— BEGIN Document excerpt —
Thanksgiving provides a great opportunity to reflect on gratitude, especially for the seemingly little things in life. When it comes to healthy baking, I am constantly grateful for the pioneers who ventured before me, who revamped and tested staple recipes themselves so that I don’t waste my pricey ingredients on trial baking sessions. Yet I always approach the new recipes with slight trepidation that if I miss a step or don’t have the right ingredients, a recipe fail will still end up in my oven. So it is with great joy and gratitude that I submit a humble as pie Thanksgiving recipe that arises partly from another baker (pie crust), and partly from my own concoctions (pie filling).
A little background for the adventure, if anyone wants a story…. I tend to be a last-minute, when-the-mood-strikes type of baker, which means it doesn’t happen too often. If you read my last post on the effects of sugar on the body, you get an idea why I stopped baking. But then Fall comes around, and inevitably I buy a pumpkin or two, starting off as decoration in my yard before progressing to decoration on my pie plate. (If you’ve never baked a pumpkin or squash, I recommend giving it a try…it’s very easy, plus the seeds make a nice toasted snack as well!) And now that my son is old enough to think he is a professional chef, he also knows that pumpkins need to be made into pumpkin pies.
So of course I added an unplanned incentive to the potty training begging routine…after you go, you can help me make a pumpkin pie. (Let’s face it, food is an incentive at any age, right?)
But then I start to follow through on my incentive, and start checking cupboards and fridges…butter? Not much. Condensed milk? Nada. Sugar? Honey, liquid stevia and small amount of brown sugar…not really pie material.
Next step: Google.
Answer: Coconut Oil Pie Crust and Almond Milk Pumpkin Pie filling.
Despite the sugar shortage, we made it through the first trial run with an actual pie. However the next day we still had leftover pumpkin and pie crust dough. Plus I had already donated my test pie to a willing friend, so now I had no pie, and no pie plate. So we made an actual trip to the store to buy more sugar, although not “real sugar;” a mix of cane sugar, stevia and erythritol (sugar alcohol).
— END Document excerpt —
— BEGIN Provided records —
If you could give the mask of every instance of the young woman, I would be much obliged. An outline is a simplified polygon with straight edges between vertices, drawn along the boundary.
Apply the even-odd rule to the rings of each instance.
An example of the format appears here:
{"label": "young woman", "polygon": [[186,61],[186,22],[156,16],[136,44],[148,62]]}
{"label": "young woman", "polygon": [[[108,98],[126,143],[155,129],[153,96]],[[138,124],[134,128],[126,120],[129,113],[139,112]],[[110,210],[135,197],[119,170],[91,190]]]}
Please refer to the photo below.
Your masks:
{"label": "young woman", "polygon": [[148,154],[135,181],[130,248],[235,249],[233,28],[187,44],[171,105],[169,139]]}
— END Provided records —
# Instruction A:
In the pumpkin pie post, list each ingredient the writer checks for while looking through the cupboards and fridges.
# Instruction B:
From the pumpkin pie post, set down the part that opens with the words containing "But then I start" and closes with "Next step: Google.".
# Instruction C:
Shorten the paragraph of the pumpkin pie post that begins "Despite the sugar shortage" into a brief list of its main facts.
The records are separate material and have no connection to the text.

# Solution A:
Butter, condensed milk, sugar

# Solution B:
But then I start to follow through on my incentive, and start checking cupboards and fridges…butter? Not much. Condensed milk? Nada. Sugar? Honey, liquid stevia and small amount of brown sugar…not really pie material.
Next step: Google.

# Solution C:
- The first trial run produced an actual pie despite the sugar shortage.
- Pumpkin and pie crust dough were left over the next day.
- The test pie had been given to a friend, leaving no pie and no pie plate.
- A trip to the store was made for more sugar: a mix of cane sugar, stevia and erythritol.